▶ Record set
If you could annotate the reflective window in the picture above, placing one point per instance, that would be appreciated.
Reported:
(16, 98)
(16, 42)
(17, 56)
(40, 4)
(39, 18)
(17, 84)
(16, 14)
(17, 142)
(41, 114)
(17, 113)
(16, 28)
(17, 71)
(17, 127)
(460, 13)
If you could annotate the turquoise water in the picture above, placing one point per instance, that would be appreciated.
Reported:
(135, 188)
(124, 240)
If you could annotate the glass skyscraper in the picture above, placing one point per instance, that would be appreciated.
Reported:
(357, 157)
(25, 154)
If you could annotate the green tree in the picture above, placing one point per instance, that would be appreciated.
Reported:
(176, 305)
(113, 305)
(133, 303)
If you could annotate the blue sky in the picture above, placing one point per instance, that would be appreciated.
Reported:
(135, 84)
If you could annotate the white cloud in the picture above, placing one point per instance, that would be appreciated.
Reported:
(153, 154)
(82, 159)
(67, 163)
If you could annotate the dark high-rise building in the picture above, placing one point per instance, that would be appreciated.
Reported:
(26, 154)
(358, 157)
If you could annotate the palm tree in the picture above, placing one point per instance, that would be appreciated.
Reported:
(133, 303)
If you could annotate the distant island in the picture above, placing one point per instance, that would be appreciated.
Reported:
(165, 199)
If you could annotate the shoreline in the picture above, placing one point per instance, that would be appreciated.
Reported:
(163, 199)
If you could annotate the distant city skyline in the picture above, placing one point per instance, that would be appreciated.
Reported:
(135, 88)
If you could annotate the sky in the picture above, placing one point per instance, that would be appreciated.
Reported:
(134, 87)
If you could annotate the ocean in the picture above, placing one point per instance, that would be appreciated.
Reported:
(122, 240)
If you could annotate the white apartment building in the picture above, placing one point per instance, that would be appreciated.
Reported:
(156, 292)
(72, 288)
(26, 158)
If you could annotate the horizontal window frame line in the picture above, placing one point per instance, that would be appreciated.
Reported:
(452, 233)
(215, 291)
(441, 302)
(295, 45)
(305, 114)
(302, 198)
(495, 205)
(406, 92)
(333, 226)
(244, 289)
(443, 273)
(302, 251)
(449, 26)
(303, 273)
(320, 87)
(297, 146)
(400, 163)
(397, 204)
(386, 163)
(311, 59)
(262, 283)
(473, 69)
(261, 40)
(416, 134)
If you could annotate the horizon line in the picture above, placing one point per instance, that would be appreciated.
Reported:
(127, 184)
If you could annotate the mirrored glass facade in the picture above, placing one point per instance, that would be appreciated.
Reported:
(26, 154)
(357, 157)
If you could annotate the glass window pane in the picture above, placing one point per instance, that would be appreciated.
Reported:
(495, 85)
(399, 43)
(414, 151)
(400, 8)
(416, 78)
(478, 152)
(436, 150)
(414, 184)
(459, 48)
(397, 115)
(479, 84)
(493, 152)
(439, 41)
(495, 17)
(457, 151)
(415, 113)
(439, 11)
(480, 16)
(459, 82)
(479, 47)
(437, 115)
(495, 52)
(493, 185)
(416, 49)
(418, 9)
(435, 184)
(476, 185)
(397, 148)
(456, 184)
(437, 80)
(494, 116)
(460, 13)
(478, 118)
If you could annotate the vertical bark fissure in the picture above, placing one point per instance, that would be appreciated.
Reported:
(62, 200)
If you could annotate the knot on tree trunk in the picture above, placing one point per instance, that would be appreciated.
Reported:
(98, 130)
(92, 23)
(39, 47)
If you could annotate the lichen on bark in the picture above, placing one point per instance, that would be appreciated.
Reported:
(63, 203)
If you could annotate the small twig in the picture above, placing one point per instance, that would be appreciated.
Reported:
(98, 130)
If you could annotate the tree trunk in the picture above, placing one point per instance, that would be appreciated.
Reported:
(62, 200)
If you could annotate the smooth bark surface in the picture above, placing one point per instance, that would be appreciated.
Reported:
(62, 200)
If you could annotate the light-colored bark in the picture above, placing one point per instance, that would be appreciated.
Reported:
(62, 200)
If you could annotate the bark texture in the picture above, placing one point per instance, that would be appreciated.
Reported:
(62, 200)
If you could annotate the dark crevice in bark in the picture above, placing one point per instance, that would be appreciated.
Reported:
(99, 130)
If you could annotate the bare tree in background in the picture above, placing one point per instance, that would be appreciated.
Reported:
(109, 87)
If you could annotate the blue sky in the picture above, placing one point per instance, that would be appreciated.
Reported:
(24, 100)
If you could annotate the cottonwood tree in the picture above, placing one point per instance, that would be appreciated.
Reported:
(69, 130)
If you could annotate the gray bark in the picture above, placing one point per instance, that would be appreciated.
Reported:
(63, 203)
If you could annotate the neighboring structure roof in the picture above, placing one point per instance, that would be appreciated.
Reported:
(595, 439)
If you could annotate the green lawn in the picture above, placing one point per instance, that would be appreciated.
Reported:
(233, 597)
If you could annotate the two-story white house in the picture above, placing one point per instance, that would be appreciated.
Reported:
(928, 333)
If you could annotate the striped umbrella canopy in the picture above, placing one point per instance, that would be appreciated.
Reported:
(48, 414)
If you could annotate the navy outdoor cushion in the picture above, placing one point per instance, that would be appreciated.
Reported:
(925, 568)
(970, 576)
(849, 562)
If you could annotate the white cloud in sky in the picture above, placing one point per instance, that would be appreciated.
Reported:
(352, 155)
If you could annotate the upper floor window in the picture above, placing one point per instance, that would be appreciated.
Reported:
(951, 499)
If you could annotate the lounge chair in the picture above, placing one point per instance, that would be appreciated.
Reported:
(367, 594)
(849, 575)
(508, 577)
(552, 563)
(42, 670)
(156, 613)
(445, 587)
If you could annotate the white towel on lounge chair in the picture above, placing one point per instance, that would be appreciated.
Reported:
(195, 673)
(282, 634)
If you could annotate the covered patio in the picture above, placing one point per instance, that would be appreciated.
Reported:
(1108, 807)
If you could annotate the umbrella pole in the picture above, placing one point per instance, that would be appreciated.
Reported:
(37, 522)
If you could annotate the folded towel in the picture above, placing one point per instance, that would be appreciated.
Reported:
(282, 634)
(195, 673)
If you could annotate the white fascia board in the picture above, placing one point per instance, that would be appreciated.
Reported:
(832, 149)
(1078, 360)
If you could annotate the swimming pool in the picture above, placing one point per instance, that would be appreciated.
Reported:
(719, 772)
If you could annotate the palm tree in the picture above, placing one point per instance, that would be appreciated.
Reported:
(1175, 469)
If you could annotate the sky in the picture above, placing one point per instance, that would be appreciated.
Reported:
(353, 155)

▶ Your instructions
Before answering, count every line of the data that holds the word "window"; the reply is that number only.

▶ Answer to the problem
4